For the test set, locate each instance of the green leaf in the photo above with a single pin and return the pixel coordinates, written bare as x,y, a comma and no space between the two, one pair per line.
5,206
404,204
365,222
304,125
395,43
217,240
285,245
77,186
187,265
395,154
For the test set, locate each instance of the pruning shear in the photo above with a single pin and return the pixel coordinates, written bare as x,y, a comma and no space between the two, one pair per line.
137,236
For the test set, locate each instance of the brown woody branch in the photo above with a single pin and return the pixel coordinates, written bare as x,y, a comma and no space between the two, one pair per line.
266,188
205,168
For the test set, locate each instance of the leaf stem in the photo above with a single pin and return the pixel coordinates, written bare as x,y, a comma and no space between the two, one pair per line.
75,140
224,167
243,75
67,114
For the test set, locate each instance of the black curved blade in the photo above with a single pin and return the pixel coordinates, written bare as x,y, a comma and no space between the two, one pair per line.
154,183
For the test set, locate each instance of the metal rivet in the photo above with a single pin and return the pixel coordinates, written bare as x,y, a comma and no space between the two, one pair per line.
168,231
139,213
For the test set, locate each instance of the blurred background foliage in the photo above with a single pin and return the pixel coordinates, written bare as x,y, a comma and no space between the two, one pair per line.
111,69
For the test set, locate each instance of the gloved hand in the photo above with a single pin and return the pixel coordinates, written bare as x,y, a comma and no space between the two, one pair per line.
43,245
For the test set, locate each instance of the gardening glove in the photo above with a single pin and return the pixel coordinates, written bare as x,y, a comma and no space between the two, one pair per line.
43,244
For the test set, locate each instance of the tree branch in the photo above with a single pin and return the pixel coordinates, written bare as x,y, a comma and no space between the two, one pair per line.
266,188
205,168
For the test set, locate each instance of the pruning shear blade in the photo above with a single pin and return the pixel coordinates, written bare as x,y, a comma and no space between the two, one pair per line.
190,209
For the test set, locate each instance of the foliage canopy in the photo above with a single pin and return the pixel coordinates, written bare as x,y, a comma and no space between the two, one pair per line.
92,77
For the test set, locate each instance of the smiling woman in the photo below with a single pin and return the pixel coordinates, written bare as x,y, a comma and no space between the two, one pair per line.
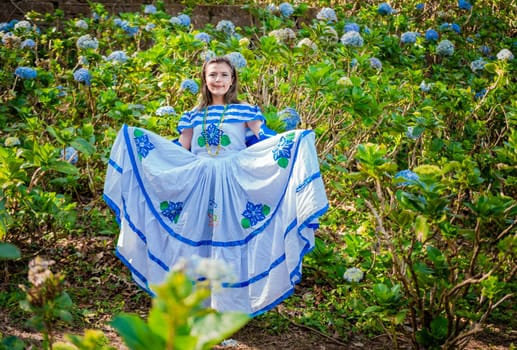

----------------

* _What the task asks_:
Which lines in the material above contain the string "leaf", with case counting? Copy each of them in full.

* _Right answer_:
For the test set, locate each instance of the green leaf in the photo above with a single pin and return the pixel coordinates, written bare as x,y, a comma and no space between the two, one pair per line.
For the test set, locate each instance of the leaf stem in the photo above with a single pin and return the pixel coordinates, written bare as x,y, a comma and no space between the two, one pair per line.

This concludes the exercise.